### Text segment:
··········

The Pad transform performs deterministic padding or cropping.

Here is a summary of the configuration options:

      transforms:
        - class_path: rslearn.train.transforms.pad.Pad
          init_args:
            # The size to pad to, or a min/max of pad sizes. If the image is larger
            # than this size, it is cropped instead.
            size: 32
            # "topleft" (default) to only apply padding on the bottom and right sides,
            # or "center" to apply padding equally on all sides.
            mode: "topleft"
            # The image and box selectors to apply padding on.
            image_selectors: ["image"]
            box_selectors: []
  • With topleft mode and an image smaller than size, padding is added to the bottom and right so that the original image content is in the topleft.
  • With topleft mode and an image larger than size, the image is cropped to the topleft size x size portion.
  • With center mode and an image smaller than size, padding is added equally on all sides so that the original image content is in the center.
  • With center mode and an image larger than size, center cropping is applied to the center size x size portion.
  • If size is a list like [128, 256], then a random size between 128 and 256 is sampled for each example before applying the operation. This may not be useful currently since we do not support batch transforms yet.

SelectBands

The SelectBands transform selects a subset of bands from an image. Concatenate can be used for this purpose too (with one selector), but SelectBands supports operating over image time series whereas Concatenate does not.

Here is a summary of the configuration options:

      transforms:
        - class_path: rslearn.train.transforms.select_bands.SelectBands
          init_args:
            # The band indices to select.
            band_indices: [0, 1, 2]
            # The selector to read the input image, default "image".
            input_selector: "image"
            # The output selector under which to save the image, default "image".
            output_selector: "image"

··········

### Raw data:
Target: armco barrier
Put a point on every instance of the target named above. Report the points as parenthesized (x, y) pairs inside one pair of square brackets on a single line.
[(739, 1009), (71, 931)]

··········

### Work to complete:
Print the section of the transforms documentation between "The SelectBands transform" and "indices to select.", inclusive.

### Problem solution:
The SelectBands transform selects a subset of bands from an image. Concatenate can be used for this purpose too (with one selector), but SelectBands supports operating over image time series whereas Concatenate does not.

Here is a summary of the configuration options:

      transforms:
        - class_path: rslearn.train.transforms.select_bands.SelectBands
          init_args:
            # The band indices to select.